Task prompt —
Gather every line in the records below that contains the word "with" and copy each such line unchanged.

Point labeling records:
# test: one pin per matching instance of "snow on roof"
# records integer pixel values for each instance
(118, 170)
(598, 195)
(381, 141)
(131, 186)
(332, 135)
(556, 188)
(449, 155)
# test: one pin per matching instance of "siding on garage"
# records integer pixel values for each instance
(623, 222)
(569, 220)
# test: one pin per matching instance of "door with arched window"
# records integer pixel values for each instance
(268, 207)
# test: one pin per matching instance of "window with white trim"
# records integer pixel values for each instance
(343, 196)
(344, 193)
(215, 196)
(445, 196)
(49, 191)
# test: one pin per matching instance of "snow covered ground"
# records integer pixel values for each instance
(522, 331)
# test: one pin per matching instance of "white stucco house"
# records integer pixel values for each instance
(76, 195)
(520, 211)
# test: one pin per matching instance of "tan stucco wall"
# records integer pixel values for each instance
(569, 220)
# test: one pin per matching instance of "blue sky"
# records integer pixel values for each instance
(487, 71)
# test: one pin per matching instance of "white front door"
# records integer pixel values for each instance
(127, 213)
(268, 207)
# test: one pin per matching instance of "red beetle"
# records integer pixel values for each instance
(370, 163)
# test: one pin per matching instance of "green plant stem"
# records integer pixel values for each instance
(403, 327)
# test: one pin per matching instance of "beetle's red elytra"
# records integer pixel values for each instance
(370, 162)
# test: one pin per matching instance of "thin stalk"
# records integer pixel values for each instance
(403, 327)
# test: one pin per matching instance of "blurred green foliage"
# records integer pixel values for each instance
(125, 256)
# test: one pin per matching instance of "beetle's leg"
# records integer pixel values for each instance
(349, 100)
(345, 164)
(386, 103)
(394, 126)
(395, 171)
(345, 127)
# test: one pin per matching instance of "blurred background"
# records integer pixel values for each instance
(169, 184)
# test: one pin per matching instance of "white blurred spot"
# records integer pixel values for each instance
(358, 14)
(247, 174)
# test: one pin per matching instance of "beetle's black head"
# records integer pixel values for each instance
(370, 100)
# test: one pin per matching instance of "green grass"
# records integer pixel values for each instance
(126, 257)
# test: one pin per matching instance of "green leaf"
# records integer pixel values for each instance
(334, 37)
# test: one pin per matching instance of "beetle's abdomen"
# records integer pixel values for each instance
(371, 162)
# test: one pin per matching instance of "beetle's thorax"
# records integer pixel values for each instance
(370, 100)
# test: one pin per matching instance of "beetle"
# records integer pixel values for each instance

Answer —
# test: one pin per matching instance of "door with arched window"
# test: one pin per matching instance of "window with white trim"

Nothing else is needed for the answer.